§ **WORK REQUIRED**
From the material below, extract every line that contains the string "guardrail".

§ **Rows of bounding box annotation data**
[start]

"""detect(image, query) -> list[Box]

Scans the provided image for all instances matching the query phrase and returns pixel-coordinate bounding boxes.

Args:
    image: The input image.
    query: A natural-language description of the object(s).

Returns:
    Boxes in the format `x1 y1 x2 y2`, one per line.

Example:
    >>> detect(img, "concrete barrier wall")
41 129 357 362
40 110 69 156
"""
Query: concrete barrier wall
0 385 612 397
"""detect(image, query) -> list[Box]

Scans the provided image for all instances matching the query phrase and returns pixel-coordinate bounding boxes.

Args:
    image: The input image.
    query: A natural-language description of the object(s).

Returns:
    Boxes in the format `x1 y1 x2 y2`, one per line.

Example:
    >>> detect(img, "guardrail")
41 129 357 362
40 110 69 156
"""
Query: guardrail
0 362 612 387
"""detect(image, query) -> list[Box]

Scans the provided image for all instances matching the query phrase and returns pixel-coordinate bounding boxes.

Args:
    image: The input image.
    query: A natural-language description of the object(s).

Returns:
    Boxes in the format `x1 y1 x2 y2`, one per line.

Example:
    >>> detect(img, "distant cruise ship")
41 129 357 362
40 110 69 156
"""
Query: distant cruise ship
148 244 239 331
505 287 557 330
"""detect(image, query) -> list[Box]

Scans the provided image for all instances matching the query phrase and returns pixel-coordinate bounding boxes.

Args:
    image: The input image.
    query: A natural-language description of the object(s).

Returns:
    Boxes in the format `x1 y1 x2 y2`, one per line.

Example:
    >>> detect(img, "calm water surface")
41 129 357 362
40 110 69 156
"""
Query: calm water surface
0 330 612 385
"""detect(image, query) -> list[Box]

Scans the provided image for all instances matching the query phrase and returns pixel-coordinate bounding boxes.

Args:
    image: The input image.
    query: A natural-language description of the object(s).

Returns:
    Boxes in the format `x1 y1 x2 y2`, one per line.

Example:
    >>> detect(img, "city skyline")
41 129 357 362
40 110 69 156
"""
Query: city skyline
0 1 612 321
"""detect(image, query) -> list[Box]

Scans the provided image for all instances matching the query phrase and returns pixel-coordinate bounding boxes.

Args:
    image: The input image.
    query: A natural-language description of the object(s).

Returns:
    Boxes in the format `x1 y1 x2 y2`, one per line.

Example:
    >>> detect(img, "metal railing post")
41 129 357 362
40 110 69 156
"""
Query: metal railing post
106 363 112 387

[end]

§ **CORRECT RESULT**
    >>> detect(img, "guardrail")
Query: guardrail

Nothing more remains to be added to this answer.